■ Problem to solve ■
Rescale the stretch of the material from the line containing "Question. Locate the stone retaining" through the end of the material: reproduce every line, requests included, with each coordinate in the answers multiplied by 2.6 and rounded to a whole number, halves rounded up. Return only those lines.
[Begin Material for the task]
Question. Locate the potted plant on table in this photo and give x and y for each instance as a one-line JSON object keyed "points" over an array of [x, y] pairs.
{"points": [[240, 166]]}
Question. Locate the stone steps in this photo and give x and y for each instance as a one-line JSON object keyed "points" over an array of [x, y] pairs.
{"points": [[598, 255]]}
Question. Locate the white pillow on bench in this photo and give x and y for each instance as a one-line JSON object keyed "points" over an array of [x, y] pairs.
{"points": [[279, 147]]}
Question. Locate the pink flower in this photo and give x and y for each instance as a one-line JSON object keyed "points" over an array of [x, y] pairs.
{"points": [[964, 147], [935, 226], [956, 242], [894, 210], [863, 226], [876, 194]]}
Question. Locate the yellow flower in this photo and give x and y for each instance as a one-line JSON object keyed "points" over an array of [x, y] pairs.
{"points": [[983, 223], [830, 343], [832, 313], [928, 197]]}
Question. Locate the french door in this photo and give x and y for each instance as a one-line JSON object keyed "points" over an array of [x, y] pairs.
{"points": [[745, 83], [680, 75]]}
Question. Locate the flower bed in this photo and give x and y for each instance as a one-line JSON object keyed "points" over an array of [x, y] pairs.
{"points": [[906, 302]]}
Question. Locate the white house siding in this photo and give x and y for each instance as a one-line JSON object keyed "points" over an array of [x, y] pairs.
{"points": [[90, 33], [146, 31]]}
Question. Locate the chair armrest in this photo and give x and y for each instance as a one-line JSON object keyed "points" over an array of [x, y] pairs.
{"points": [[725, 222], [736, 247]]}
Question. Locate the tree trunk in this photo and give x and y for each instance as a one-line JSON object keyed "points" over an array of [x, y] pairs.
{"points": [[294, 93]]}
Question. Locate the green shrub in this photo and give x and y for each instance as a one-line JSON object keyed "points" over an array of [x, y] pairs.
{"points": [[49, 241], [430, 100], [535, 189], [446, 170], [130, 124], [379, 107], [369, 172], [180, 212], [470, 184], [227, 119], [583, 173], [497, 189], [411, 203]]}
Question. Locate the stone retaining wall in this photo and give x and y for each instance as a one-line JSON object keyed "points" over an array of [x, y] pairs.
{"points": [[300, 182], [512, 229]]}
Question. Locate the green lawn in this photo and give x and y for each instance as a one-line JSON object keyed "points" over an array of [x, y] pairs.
[End Material for the task]
■ Correct result ■
Question. Locate the stone retaining wall in this photo and give x and y for each instance as a one-line JSON object keyed "points" over an array of [x, y] pairs.
{"points": [[780, 473], [1331, 595]]}
Question. Locate the green lawn in this photo and give x and y for each instance as a one-line JSON object keyed "points" over an array of [x, y] pairs.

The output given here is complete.